## EXTRAIT DU TEXTE
Combien de temps a demandé le développement de ces programmes ?
Christophe Delcourt : Une année environ. Nous avons démarré les briefings après le salon du meuble 2018 de Milan. Les dessins ont émergé au mois de juin-juillet de la même année. Les premiers prototypes sont sortis en octobre et tout a été bouclé en janvier 2019. Chez Minotti, tout ce qui est montré au salon du meuble de Milan est déjà produit et « marketé ». C’est extraordinaire ! C’est un investissement colossal, car il faut vraiment croire en ses produits pour agir ainsi. Minotti prend ce risque avec le designer. Pour nous, c’est un engagement et une confiance que l’on trouve assez peu…
Comment envisagez-vous l’avenir avec cet éditeur ?
Christophe Delcourt : Chaque année, leur envie n’est pas de sortir une nouveauté pour la nouveauté. Les créations doivent correspondre à un besoin encore non assouvi. C’est à moi d’avoir des idées et d’apporter de nouvelles choses. Tant que j’aurai quelque chose à dire, notre collaboration durera. Eux comme moi savons que nous avons encore des histoires à raconter ensemble. Quand les Minotti décident de développer un programme, ils vont jusqu’au bout. Ils ne renoncent pas et font face aux difficultés. C’est très valorisant pour un designer. Et il y a aussi une belle écoute, une équipe solide… C’est une marque que j’admire.

## TRAVAIL DEMANDÉ
**1.** Relevez dans l'entretien chaque étape du développement des programmes et le moment que le texte lui associe.
**2.** Répondez aux questions suivantes à partir de l'entretien.
(a) Combien de temps a environ demandé le développement des programmes ?
(b) À quoi les créations doivent-elles correspondre ?
(c) Selon Christophe Delcourt, jusqu'à quand durera sa collaboration avec Minotti ?
**3.** Poursuivez l'entretien de Christophe Delcourt sur sa collaboration avec Minotti après sa dernière réponse.

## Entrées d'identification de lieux
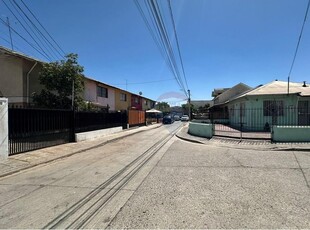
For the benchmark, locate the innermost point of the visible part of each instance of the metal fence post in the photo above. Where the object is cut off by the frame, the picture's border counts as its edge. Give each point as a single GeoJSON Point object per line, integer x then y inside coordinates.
{"type": "Point", "coordinates": [4, 129]}
{"type": "Point", "coordinates": [72, 125]}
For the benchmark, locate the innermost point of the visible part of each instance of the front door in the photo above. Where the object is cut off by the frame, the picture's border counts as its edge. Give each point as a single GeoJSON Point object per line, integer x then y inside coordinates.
{"type": "Point", "coordinates": [303, 113]}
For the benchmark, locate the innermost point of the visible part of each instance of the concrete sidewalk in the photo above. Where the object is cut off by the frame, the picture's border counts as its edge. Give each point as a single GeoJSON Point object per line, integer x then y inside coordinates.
{"type": "Point", "coordinates": [23, 161]}
{"type": "Point", "coordinates": [242, 144]}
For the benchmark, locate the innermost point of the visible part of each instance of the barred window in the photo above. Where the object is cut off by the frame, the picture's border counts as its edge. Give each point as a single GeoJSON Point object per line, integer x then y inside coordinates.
{"type": "Point", "coordinates": [102, 92]}
{"type": "Point", "coordinates": [123, 97]}
{"type": "Point", "coordinates": [242, 109]}
{"type": "Point", "coordinates": [273, 108]}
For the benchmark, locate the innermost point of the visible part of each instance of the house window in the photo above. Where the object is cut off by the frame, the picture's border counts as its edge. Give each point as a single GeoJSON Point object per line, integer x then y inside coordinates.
{"type": "Point", "coordinates": [123, 97]}
{"type": "Point", "coordinates": [102, 92]}
{"type": "Point", "coordinates": [273, 108]}
{"type": "Point", "coordinates": [242, 109]}
{"type": "Point", "coordinates": [232, 111]}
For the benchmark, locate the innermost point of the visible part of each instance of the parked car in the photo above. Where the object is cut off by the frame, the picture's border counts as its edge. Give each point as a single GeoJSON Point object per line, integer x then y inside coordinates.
{"type": "Point", "coordinates": [184, 118]}
{"type": "Point", "coordinates": [176, 117]}
{"type": "Point", "coordinates": [168, 119]}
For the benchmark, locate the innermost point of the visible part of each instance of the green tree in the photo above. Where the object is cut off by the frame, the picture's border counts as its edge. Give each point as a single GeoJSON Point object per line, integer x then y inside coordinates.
{"type": "Point", "coordinates": [58, 79]}
{"type": "Point", "coordinates": [185, 108]}
{"type": "Point", "coordinates": [162, 106]}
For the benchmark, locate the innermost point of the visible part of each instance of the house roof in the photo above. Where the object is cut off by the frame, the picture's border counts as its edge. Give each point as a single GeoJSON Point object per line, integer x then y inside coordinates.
{"type": "Point", "coordinates": [7, 51]}
{"type": "Point", "coordinates": [235, 91]}
{"type": "Point", "coordinates": [111, 86]}
{"type": "Point", "coordinates": [279, 88]}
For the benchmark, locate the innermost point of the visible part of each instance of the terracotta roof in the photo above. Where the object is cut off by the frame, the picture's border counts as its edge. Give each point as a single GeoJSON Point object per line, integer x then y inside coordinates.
{"type": "Point", "coordinates": [17, 54]}
{"type": "Point", "coordinates": [280, 87]}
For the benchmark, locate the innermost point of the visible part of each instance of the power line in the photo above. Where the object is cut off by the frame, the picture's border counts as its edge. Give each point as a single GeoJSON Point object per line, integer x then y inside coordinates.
{"type": "Point", "coordinates": [177, 41]}
{"type": "Point", "coordinates": [146, 82]}
{"type": "Point", "coordinates": [3, 22]}
{"type": "Point", "coordinates": [162, 38]}
{"type": "Point", "coordinates": [297, 47]}
{"type": "Point", "coordinates": [45, 39]}
{"type": "Point", "coordinates": [166, 41]}
{"type": "Point", "coordinates": [40, 47]}
{"type": "Point", "coordinates": [43, 27]}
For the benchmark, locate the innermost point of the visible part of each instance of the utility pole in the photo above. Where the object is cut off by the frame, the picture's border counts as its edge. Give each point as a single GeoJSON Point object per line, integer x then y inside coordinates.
{"type": "Point", "coordinates": [189, 104]}
{"type": "Point", "coordinates": [10, 32]}
{"type": "Point", "coordinates": [72, 94]}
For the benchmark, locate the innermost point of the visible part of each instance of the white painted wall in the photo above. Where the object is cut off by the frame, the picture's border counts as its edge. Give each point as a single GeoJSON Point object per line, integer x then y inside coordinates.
{"type": "Point", "coordinates": [90, 94]}
{"type": "Point", "coordinates": [4, 129]}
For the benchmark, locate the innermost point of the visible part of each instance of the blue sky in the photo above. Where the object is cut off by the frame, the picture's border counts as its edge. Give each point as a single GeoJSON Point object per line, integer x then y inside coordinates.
{"type": "Point", "coordinates": [222, 42]}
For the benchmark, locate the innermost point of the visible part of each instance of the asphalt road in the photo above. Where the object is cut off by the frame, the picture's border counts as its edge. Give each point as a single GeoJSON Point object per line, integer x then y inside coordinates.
{"type": "Point", "coordinates": [184, 185]}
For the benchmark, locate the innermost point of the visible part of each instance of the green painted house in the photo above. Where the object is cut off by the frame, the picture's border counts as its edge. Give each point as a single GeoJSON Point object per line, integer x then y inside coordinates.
{"type": "Point", "coordinates": [276, 103]}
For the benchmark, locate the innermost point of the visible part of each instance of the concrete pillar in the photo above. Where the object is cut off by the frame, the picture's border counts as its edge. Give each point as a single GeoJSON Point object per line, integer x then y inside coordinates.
{"type": "Point", "coordinates": [4, 129]}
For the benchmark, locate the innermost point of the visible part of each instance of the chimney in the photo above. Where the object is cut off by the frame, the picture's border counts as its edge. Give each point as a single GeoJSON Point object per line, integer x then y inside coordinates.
{"type": "Point", "coordinates": [304, 85]}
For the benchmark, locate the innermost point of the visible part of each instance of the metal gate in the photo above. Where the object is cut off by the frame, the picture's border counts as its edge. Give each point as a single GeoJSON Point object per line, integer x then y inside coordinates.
{"type": "Point", "coordinates": [31, 129]}
{"type": "Point", "coordinates": [242, 124]}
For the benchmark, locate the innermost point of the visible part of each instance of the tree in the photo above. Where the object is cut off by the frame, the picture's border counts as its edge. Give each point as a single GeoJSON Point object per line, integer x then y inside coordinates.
{"type": "Point", "coordinates": [61, 79]}
{"type": "Point", "coordinates": [163, 106]}
{"type": "Point", "coordinates": [185, 108]}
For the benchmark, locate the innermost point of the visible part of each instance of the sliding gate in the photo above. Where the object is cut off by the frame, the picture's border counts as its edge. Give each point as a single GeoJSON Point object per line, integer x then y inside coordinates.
{"type": "Point", "coordinates": [242, 124]}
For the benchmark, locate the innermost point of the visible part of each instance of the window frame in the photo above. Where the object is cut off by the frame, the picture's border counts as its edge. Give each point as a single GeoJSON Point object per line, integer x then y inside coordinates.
{"type": "Point", "coordinates": [123, 97]}
{"type": "Point", "coordinates": [273, 108]}
{"type": "Point", "coordinates": [102, 91]}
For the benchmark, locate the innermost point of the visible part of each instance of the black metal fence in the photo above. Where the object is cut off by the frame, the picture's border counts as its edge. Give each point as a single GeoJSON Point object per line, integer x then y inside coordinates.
{"type": "Point", "coordinates": [88, 121]}
{"type": "Point", "coordinates": [31, 129]}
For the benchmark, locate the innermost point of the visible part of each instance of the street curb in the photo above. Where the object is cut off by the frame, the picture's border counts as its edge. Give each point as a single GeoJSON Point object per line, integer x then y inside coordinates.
{"type": "Point", "coordinates": [71, 154]}
{"type": "Point", "coordinates": [189, 140]}
{"type": "Point", "coordinates": [274, 148]}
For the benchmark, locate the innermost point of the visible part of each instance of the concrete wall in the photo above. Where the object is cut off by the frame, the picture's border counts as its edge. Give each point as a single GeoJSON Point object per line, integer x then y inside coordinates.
{"type": "Point", "coordinates": [200, 129]}
{"type": "Point", "coordinates": [291, 134]}
{"type": "Point", "coordinates": [4, 132]}
{"type": "Point", "coordinates": [96, 134]}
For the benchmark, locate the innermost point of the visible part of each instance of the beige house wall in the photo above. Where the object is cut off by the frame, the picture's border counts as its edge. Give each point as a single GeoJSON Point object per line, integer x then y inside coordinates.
{"type": "Point", "coordinates": [11, 75]}
{"type": "Point", "coordinates": [122, 105]}
{"type": "Point", "coordinates": [90, 94]}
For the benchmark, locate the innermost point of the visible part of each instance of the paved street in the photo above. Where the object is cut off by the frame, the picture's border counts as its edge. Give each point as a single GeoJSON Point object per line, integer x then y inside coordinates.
{"type": "Point", "coordinates": [183, 185]}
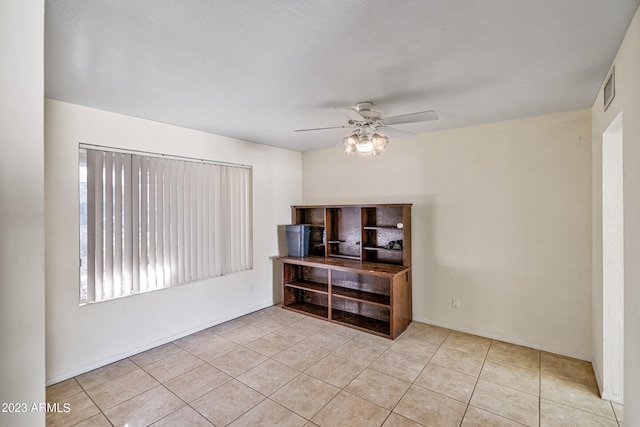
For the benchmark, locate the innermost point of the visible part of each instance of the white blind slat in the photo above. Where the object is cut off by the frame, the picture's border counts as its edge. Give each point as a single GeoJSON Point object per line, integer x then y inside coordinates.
{"type": "Point", "coordinates": [154, 223]}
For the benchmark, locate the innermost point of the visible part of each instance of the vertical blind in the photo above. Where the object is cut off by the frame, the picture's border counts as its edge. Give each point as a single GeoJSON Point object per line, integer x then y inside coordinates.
{"type": "Point", "coordinates": [154, 222]}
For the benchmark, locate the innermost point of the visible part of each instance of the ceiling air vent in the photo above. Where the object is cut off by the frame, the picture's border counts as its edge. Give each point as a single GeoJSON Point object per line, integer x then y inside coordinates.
{"type": "Point", "coordinates": [610, 88]}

## CORRIGÉ DE L'EXERCICE
**1.**
- Le démarrage des briefings : après le salon du meuble 2018 de Milan
- L'émergence des dessins : au mois de juin-juillet 2018
- La sortie des premiers prototypes : en octobre
- L'achèvement de l'ensemble : en janvier 2019

**2.**
(a) Une année environ.
(b) À un besoin encore non assouvi.
(c) Tant qu'il aura quelque chose à dire.

**3.**
Sur quels sujets travaillez-vous en ce moment avec eux ?
Christophe Delcourt : Toujours sur le développement du siège, de la collection Amber, et sur de nouvelles idées…
Cette collaboration vous oblige-t-elle à mettre de côté votre production personnelle ?
Christophe Delcourt : Non. Rien n’est négligé. Je développe toujours ma propre collection que je présente tous les ans à Milan. Et je suis aussi très fier de pouvoir produire d’autres designers. Car je sais d’où je viens et je connais la difficulté d’être produit… En outre, je travaille pour d’autres marques, entre autres pour Collection Particulière, Sutherland, Tectona, etc. J’ai aussi réalisé des pièces pour cc-tapis. Je mène tout de front. J’ai également un projet, autour du siège, avec une belle maison d’édition française.